*Records for the exercise:*
* * *

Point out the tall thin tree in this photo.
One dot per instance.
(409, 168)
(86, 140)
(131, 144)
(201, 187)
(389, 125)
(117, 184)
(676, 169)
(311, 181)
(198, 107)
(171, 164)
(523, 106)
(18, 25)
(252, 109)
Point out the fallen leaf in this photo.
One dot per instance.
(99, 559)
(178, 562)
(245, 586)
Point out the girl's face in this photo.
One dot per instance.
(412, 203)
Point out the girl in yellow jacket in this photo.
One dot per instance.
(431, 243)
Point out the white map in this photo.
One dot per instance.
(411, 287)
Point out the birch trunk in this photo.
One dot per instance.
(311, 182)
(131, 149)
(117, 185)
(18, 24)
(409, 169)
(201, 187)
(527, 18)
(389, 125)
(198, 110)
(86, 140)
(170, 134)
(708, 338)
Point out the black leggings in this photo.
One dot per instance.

* * *

*Instructions for the task:* Can you transcribe all of the data above line for line, leaving every character unchanged?

*The completed task:*
Point out the tall thin tree in this photo.
One dot per instance.
(409, 168)
(86, 140)
(131, 144)
(201, 187)
(389, 125)
(117, 184)
(676, 169)
(311, 181)
(198, 107)
(171, 164)
(523, 106)
(18, 25)
(252, 109)
Point out the fallen leaf in this photo.
One dot per instance.
(99, 559)
(178, 562)
(245, 586)
Point out the girl's face in this photo.
One dot per instance.
(412, 203)
Point out the girl in yellow jacket in this photo.
One dot per instance.
(431, 243)
Point out the white map in this photo.
One dot per instance.
(411, 287)
Point out the birch trunk in this photo.
One dot per instance.
(311, 182)
(131, 149)
(117, 185)
(18, 24)
(409, 169)
(201, 187)
(527, 18)
(389, 125)
(198, 110)
(86, 140)
(170, 134)
(708, 338)
Point out the black leggings in this photo.
One dot per instance.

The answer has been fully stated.